As Admiral Kimmel stood near a window, a spent machine-gun bullet smashed the glass and hit him lightly in the chest. Kimmel -- who would soon, like General Short, be dismissed from his command -- picked up the bullet. To an aide, he observed, "It would have been merciful had it killed me."
In Washington the disbelief was just as overwhelming. "My God, this can't be true, this must mean the Philippines," said Secretary Knox on hearing the news. "No, sir," said Admiral Stark, "this is Pearl."
Knox called Roosevelt, and Roosevelt called Hull, who was supposed to meet Nomura and Kurusu at 1 p.m. But the envoys had trouble getting the message from Tokyo decoded and retyped and asked for a delay, so it was 2:05 before they seated themselves, all unknowing, in Hull's antechamber. Hull, who had already read their message and knew about the raid on Pearl Harbor as well, made a pretense of reading the document, then lashed out at the luckless envoys. "In all my 50 years of public service," he declared, "I have never seen a document that was more crowded with infamous falsehoods and distortions." When Nomura tried to answer, Hull raised a hand to cut him off, then showed him to the door.
Fuchida's surprise attack lasted only about half an hour. Then, after a short lull, a second wave of 171 more planes roared in. By now the Americans were on the alert and firing at anything in sight. Twenty planes flying in from maneuvers with the Enterprise came under heavy American fire; two were shot down.
The battered Nevada (its band having finished The Star-Spangled Banner) managed to get up enough steam to proceed majestically out into the channel to the sea. Despite a gaping hole in its bow, its guns were firing, and its torn flag flew high. As it edged past the burning Arizona, three of that doomed ship's crewmen swam over, clambered aboard and manned a starboard gun.
"Ah, good!" the watching Fuchida said to himself as he saw the slow-moving Nevada. At his signal, all available bombers attacked in an effort to sink it and block the channel to the sea. Bombs ignited huge fires in the ship's bow. It escaped total destruction only by deliberately running aground.
More fortunate -- indeed kissed by fortune -- were Army pilots George Welch and Kenneth Taylor, who had gone from a dance at the Wheeler Officers' Club to an all-night poker game. They were still in formal dress at 8 a.m. when they saw the first Japanese planes open fire overhead. Under strafing fire, Taylor's car careened back to the P-40 fighters at Haleiwa Field. Taking off, the two went looking for Japanese planes and soon found them over Wheeler.

● Data extract:
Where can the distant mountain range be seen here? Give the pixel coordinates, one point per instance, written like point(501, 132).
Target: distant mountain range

● Parts of the exercise:
A) According to the Pearl Harbor passage, why were Nomura and Kurusu not seated in Hull's antechamber until 2:05 instead of the scheduled 1 p.m.? Answer in one to three sentences.
B) Write out a portion of the Pearl Harbor passage word for word, starting at the words "The battered Nevada" and ending after "a starboard gun.".
The lines are material separate from the Pearl Harbor passage.

● Solutions by task:
A) The envoys had trouble getting the message from Tokyo decoded and retyped, so they asked for a delay.

B)
The battered Nevada (its band having finished The Star-Spangled Banner) managed to get up enough steam to proceed majestically out into the channel to the sea. Despite a gaping hole in its bow, its guns were firing, and its torn flag flew high. As it edged past the burning Arizona, three of that doomed ship's crewmen swam over, clambered aboard and manned a starboard gun.